### THE EXERCISE
Reproduce verbatim the passage of the willpower post below, starting at "Don't believe me?" and ending at "as necessary until...)".

### EXCERPT TO READ
▽

So instead of dropping my unsolicited advice on some poor hapless soul on the internet who never even asked for it, I decided to drop it on you. And here it is:
Folks, it's not about willpower! It's about setting up your life so good choices are easier and more automatic than bad choices. If you set up your life so bad choices are in your face 24/7, you will eventually give in to them. Every damn time.
Don't believe me? How many times have all of us lived this scenario:
Oh those ______ look so good. I want one!
No, I can't have one. I need to lose weight/maintain my weight (or I've been eating too much junk lately or sugar/lactose/gluten makes me feel bad or whatever my reason is to want to avoid that food) so I'm not going to eat it. I will not have one. I will not. I will not! I WILL NOT!!
But they look so good! One bite won't hurt me. I should have one.
Yes one bite will hurt me. I will not give in! I AM STRONG!(Repeat as necessary until...)

△

### DATA SUPPLIED
▽

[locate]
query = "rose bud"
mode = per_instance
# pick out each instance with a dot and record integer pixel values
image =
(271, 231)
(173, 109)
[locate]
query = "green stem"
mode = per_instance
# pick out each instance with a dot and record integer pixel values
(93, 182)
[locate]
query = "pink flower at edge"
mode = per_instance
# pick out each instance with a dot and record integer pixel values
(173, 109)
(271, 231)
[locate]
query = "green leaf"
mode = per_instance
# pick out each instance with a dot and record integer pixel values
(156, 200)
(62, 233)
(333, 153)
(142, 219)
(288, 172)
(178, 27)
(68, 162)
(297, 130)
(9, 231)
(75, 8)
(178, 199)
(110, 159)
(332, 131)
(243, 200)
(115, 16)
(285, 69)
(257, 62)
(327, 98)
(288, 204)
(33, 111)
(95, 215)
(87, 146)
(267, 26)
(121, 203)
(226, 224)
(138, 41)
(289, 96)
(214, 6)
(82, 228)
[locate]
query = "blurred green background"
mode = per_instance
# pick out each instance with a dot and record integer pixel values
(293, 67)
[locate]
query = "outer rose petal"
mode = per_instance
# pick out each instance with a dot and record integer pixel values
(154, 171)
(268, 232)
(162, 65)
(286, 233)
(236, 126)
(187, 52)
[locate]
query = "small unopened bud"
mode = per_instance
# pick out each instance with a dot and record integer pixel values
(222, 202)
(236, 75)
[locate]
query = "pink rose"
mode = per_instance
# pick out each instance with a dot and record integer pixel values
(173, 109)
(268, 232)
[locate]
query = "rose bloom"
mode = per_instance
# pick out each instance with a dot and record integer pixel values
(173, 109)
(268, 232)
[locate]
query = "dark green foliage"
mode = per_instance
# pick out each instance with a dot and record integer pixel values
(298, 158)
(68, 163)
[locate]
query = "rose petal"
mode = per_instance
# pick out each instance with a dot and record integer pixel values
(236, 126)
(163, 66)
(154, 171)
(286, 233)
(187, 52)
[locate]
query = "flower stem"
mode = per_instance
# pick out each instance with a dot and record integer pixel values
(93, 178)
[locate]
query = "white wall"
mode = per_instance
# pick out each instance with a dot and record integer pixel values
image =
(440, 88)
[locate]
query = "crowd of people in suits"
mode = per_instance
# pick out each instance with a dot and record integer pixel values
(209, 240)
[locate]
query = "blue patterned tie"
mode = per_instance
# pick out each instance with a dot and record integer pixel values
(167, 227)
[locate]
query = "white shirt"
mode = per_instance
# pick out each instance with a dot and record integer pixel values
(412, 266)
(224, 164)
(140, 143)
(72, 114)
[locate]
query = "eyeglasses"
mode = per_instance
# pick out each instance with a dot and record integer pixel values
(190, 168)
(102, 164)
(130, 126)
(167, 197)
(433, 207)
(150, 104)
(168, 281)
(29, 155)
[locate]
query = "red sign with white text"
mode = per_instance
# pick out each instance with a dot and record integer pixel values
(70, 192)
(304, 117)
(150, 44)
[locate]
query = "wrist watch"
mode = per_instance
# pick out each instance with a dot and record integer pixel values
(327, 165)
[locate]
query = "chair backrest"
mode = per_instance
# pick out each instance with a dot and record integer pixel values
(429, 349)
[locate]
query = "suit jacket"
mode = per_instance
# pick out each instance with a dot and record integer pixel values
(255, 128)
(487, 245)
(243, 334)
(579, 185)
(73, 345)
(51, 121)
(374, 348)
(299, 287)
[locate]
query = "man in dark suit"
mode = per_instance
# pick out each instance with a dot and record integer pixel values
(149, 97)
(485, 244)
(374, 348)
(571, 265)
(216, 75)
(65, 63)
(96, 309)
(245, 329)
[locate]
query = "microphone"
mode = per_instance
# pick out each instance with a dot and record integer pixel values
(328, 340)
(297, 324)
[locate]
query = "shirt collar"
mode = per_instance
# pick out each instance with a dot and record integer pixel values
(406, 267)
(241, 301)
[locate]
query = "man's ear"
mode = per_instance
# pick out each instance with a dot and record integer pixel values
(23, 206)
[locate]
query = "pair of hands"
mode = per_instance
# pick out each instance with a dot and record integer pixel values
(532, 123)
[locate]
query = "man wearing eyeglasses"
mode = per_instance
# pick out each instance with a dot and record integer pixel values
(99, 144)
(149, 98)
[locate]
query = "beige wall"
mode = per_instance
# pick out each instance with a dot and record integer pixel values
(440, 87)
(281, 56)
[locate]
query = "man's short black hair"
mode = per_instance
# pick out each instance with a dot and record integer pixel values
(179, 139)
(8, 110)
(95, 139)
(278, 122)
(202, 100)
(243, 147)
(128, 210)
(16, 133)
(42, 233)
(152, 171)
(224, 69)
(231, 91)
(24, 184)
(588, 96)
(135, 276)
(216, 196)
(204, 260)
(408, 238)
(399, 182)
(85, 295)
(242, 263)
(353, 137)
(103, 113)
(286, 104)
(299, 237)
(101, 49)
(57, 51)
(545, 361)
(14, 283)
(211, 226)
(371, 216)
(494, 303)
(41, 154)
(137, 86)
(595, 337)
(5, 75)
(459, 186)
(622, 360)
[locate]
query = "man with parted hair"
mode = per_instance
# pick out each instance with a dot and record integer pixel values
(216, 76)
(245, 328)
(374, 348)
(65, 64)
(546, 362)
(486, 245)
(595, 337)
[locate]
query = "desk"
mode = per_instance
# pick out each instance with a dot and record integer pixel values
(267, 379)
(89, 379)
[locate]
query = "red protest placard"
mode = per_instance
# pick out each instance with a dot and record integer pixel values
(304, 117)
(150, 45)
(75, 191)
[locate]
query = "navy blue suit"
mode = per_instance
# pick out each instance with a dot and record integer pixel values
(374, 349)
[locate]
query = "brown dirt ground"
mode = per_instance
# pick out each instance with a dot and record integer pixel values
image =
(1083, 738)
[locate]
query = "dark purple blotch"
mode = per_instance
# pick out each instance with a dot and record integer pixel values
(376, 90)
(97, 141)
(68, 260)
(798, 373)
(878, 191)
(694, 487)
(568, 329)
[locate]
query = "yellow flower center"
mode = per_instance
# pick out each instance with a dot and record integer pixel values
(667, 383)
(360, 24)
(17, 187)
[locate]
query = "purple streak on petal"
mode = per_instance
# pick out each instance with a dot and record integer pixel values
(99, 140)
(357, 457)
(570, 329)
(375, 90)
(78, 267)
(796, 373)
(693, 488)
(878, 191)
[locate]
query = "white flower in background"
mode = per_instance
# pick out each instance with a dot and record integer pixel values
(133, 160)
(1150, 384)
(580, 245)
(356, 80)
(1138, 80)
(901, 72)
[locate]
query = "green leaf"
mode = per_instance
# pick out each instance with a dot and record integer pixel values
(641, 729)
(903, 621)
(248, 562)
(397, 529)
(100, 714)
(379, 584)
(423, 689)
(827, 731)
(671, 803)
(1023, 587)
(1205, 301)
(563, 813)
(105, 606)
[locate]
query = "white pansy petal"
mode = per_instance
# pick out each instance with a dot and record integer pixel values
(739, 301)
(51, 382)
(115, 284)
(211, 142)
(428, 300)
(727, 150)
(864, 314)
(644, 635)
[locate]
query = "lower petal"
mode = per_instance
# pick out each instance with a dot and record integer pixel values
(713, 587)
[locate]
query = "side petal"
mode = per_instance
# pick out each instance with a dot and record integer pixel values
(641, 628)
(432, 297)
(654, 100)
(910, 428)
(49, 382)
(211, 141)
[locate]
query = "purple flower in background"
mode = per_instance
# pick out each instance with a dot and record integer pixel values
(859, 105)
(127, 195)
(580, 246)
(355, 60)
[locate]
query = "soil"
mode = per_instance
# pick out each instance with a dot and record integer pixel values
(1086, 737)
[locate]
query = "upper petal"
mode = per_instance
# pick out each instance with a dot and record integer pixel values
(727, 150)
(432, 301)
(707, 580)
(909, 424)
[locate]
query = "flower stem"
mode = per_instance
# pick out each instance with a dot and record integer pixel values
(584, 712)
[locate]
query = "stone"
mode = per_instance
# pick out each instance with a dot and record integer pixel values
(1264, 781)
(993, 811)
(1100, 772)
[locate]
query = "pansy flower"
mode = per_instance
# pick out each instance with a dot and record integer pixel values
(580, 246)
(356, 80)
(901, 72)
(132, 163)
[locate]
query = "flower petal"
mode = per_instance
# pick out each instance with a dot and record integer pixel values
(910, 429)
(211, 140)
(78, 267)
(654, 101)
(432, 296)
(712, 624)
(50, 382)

△

### OUTPUT OF THE EXERCISE
Don't believe me? How many times have all of us lived this scenario:
Oh those ______ look so good. I want one!
No, I can't have one. I need to lose weight/maintain my weight (or I've been eating too much junk lately or sugar/lactose/gluten makes me feel bad or whatever my reason is to want to avoid that food) so I'm not going to eat it. I will not have one. I will not. I will not! I WILL NOT!!
But they look so good! One bite won't hurt me. I should have one.
Yes one bite will hurt me. I will not give in! I AM STRONG!(Repeat as necessary until...)